> **PROVIDED DATA**:
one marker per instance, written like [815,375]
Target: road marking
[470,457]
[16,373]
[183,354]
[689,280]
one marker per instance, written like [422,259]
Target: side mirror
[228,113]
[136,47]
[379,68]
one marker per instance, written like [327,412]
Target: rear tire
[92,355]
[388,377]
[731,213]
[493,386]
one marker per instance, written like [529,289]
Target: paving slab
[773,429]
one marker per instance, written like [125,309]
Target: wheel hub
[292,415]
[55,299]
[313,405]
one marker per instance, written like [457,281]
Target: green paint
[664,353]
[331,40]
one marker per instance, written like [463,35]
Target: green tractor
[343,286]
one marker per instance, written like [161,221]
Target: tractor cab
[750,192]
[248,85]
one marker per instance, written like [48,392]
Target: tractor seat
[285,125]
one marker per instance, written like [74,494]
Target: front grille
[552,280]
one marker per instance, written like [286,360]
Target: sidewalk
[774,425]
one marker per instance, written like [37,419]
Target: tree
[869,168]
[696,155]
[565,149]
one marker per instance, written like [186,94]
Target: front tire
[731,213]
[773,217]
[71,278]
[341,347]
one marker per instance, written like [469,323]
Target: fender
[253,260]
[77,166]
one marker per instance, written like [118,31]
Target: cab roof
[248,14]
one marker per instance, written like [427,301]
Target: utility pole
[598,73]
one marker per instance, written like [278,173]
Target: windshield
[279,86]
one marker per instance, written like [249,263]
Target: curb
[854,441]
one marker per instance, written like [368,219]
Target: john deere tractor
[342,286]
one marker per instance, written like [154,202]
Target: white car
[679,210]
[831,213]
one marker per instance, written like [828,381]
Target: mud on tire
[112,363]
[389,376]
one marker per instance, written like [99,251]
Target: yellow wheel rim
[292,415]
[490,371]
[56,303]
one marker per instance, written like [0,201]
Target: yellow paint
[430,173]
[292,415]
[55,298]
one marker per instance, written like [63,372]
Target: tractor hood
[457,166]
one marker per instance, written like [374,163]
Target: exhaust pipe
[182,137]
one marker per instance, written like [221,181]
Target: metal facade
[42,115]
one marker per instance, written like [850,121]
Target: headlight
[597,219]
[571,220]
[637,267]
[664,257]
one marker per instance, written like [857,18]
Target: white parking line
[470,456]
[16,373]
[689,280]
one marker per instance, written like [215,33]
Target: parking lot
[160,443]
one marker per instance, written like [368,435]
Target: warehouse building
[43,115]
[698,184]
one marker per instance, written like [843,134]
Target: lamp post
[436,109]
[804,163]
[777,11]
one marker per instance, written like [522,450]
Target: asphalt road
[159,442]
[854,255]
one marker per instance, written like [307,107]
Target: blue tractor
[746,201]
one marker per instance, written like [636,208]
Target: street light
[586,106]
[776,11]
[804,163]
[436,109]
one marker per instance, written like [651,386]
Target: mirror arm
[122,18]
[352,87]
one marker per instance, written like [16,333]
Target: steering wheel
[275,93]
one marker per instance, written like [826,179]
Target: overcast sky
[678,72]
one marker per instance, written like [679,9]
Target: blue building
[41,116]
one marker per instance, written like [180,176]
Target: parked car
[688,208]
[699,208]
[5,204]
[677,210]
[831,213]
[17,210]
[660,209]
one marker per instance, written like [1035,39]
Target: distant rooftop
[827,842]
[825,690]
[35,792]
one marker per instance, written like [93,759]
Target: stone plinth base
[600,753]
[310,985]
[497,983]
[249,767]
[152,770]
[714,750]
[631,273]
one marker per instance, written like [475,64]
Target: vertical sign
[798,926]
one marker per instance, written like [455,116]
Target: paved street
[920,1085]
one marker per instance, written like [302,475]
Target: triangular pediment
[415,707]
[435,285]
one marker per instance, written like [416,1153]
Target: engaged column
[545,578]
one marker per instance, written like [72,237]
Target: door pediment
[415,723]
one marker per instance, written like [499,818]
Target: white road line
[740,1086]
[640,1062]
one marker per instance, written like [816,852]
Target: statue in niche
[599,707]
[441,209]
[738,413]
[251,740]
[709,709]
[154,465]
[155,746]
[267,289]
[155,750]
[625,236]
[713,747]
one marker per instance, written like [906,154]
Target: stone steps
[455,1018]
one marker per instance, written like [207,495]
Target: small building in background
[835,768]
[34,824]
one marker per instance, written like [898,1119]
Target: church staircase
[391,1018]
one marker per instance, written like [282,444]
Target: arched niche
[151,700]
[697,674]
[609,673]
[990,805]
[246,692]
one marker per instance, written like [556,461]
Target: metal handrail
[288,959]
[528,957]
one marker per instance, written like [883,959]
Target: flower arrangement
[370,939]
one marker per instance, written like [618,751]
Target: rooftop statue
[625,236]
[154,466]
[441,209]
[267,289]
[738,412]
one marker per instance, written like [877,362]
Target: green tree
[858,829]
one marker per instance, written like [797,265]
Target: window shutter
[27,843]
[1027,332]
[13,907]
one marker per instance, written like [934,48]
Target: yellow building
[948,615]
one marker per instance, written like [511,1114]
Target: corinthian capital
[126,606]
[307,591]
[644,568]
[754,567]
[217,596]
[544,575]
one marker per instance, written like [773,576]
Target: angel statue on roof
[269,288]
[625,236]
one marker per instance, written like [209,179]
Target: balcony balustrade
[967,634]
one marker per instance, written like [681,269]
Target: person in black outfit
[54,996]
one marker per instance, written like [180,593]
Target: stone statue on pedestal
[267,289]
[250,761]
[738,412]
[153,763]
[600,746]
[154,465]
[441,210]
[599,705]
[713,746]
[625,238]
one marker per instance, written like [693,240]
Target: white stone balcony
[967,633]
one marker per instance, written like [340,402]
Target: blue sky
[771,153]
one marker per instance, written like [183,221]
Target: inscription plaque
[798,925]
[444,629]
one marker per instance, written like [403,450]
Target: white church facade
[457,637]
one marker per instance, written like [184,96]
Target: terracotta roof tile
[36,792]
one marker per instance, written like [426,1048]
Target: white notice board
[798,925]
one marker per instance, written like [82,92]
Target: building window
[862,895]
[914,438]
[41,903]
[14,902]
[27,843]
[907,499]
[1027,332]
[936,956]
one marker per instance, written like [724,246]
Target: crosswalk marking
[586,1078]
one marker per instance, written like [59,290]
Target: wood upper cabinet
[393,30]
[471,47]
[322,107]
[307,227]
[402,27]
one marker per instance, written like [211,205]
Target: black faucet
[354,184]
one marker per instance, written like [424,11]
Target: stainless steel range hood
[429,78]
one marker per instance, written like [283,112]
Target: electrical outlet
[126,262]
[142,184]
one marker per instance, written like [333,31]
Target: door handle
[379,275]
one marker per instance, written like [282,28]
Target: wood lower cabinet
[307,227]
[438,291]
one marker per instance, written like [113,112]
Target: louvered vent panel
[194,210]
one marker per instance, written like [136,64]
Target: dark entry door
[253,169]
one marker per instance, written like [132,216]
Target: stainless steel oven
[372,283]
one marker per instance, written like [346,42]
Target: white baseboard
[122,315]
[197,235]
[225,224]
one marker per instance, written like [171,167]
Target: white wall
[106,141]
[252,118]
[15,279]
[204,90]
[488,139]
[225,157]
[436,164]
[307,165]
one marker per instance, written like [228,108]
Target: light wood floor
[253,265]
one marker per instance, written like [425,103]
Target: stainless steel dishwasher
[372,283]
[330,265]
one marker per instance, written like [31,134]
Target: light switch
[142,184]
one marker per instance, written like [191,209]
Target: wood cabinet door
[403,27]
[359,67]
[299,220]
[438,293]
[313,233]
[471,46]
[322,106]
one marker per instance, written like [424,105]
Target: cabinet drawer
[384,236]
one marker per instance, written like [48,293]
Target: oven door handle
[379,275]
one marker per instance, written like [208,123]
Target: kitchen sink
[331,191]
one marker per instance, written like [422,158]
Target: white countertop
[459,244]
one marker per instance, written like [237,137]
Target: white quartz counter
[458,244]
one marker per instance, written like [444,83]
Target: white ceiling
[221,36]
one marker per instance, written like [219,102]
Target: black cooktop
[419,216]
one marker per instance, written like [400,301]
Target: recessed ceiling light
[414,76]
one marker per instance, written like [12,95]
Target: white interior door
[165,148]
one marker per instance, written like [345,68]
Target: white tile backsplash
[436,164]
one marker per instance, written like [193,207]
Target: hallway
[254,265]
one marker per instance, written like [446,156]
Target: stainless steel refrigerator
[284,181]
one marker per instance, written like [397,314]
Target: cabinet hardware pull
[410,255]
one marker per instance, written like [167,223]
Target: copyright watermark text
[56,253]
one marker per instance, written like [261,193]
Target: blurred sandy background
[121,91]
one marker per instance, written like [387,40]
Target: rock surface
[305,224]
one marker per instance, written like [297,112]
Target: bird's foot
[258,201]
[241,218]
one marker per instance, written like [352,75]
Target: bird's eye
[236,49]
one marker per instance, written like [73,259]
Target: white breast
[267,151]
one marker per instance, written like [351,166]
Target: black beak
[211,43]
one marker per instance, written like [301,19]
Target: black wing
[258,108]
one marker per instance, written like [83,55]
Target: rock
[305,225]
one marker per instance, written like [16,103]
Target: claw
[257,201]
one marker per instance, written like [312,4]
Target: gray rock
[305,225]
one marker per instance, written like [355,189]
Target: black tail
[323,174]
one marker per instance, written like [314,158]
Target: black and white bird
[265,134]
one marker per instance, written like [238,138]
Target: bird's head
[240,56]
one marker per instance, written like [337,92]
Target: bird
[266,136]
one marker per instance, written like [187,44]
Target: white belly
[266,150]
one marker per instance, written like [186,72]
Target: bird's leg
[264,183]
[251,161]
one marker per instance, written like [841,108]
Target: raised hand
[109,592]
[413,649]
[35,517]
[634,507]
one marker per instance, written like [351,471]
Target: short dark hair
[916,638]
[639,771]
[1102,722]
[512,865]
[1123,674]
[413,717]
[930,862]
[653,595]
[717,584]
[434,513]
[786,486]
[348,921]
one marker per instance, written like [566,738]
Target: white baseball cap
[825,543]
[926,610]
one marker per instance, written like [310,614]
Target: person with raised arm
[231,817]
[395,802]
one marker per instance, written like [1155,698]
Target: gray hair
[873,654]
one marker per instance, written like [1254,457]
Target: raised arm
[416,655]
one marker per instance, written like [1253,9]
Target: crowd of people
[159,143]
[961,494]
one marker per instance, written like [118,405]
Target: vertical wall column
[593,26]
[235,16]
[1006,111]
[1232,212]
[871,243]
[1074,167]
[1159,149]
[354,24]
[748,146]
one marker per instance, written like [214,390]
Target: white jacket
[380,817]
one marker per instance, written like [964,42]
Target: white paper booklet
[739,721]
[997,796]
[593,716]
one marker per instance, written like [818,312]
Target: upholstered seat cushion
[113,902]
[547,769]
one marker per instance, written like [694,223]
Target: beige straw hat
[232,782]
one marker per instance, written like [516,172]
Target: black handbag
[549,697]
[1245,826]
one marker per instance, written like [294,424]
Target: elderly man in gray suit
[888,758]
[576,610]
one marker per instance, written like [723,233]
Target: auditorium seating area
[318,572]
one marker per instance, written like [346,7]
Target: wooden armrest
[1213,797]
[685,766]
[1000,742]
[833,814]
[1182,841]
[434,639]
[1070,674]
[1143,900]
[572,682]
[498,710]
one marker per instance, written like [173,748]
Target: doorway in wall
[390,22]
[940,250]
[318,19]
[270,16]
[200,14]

> **WORK INSTRUCTION**: The entries above hold a line with "Target: paving slab" and a later line with "one marker per instance, written like [427,301]". Write out exactly those lines and all lines between, nothing more.

> **PROBLEM SOLUTION**:
Target: paving slab
[773,429]
one marker per instance, written like [125,309]
Target: wheel hub
[292,415]
[55,299]
[313,405]
one marker per instance, written like [457,281]
Target: green paint
[664,353]
[331,40]
one marker per instance, written like [463,35]
Target: green tractor
[343,286]
one marker per instance, written like [161,221]
Target: tractor cab
[750,192]
[248,85]
one marker per instance, written like [48,392]
Target: tractor seat
[285,125]
one marker per instance, written like [74,494]
Target: front grille
[552,280]
one marker per instance, written like [286,360]
Target: sidewalk
[774,425]
one marker per instance, written like [37,419]
Target: tree
[869,168]
[696,155]
[565,149]
one marker per instance, written like [186,94]
Target: front tire
[731,213]
[773,217]
[71,278]
[341,347]
one marker per instance, written like [469,323]
Target: fender
[253,260]
[77,166]
one marker per instance, written like [118,31]
Target: cab roof
[248,14]
one marker per instance, written like [427,301]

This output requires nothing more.